[[ Data provided open ]]
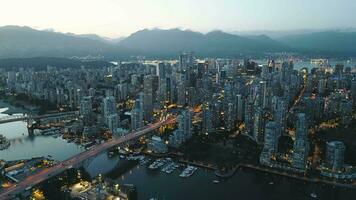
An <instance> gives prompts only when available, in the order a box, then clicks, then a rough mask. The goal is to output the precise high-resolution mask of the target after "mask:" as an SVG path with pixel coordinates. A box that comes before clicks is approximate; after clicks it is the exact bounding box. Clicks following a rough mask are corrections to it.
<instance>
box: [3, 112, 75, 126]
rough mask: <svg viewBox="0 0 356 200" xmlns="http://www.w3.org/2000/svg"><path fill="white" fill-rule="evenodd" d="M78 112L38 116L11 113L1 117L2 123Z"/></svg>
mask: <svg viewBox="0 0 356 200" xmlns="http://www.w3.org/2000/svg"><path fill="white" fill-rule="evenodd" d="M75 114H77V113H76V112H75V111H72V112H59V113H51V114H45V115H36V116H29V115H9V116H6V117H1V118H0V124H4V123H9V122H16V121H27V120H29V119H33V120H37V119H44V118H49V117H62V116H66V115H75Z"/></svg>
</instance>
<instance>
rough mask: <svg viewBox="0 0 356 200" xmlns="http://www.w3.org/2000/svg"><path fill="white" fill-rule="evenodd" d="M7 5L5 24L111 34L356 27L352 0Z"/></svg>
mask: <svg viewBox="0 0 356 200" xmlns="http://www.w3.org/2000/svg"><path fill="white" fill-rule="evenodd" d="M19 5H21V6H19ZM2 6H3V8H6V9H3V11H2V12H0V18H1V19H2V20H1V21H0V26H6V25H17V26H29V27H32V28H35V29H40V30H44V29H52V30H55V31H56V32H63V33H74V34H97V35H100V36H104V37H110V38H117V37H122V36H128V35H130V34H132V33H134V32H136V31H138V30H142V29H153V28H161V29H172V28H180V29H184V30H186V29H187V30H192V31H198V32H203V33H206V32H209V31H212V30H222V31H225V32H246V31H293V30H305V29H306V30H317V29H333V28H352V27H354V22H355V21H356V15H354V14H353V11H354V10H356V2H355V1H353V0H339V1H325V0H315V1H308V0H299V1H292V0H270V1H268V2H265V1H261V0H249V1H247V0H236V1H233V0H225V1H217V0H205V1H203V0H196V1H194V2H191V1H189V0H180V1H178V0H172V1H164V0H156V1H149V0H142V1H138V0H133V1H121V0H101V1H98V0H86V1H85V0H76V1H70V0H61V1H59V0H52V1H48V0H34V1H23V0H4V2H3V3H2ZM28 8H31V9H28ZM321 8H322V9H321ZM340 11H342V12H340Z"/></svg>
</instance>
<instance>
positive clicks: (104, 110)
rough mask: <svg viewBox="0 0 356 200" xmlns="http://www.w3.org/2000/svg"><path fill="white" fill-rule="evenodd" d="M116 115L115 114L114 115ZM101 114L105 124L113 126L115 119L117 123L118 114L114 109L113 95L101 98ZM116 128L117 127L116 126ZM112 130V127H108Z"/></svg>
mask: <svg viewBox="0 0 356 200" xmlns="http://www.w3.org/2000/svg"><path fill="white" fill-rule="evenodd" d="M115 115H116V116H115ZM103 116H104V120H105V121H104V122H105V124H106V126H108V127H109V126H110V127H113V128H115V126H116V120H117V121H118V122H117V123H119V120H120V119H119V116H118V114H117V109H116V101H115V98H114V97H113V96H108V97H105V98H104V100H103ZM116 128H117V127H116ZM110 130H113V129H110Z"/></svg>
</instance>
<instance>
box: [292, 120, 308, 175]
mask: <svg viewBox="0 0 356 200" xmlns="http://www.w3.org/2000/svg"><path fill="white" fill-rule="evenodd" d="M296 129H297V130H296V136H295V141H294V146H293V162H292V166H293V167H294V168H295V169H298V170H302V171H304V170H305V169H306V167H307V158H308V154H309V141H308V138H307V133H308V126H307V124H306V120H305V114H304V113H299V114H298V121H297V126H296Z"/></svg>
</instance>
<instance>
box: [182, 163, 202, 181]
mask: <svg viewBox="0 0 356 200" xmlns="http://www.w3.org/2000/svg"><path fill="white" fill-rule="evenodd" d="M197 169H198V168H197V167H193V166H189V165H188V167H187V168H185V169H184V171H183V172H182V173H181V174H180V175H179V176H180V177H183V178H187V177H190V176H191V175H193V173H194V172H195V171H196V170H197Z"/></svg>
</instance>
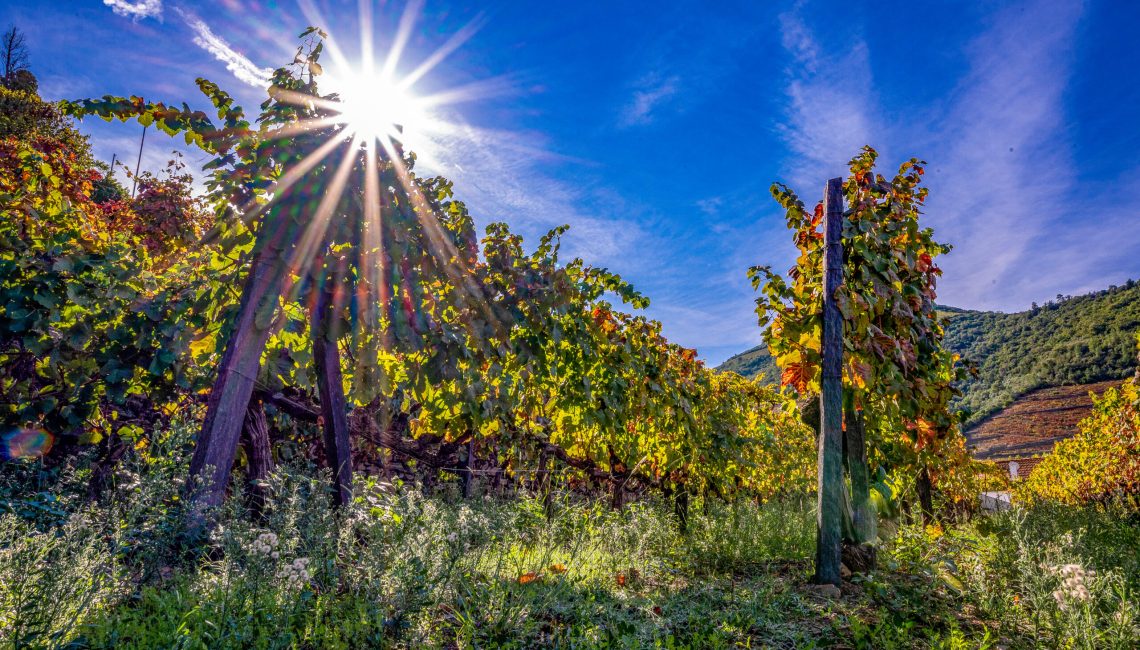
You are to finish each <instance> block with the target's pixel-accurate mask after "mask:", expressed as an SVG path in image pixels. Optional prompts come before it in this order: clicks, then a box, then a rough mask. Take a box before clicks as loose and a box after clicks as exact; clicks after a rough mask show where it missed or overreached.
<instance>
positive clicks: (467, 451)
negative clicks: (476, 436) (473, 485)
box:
[[ Data provided closed ]]
● Brief
Go through the entries and copy every line that has "positive".

● Your solution
positive clicks: (104, 110)
positive clicks: (467, 451)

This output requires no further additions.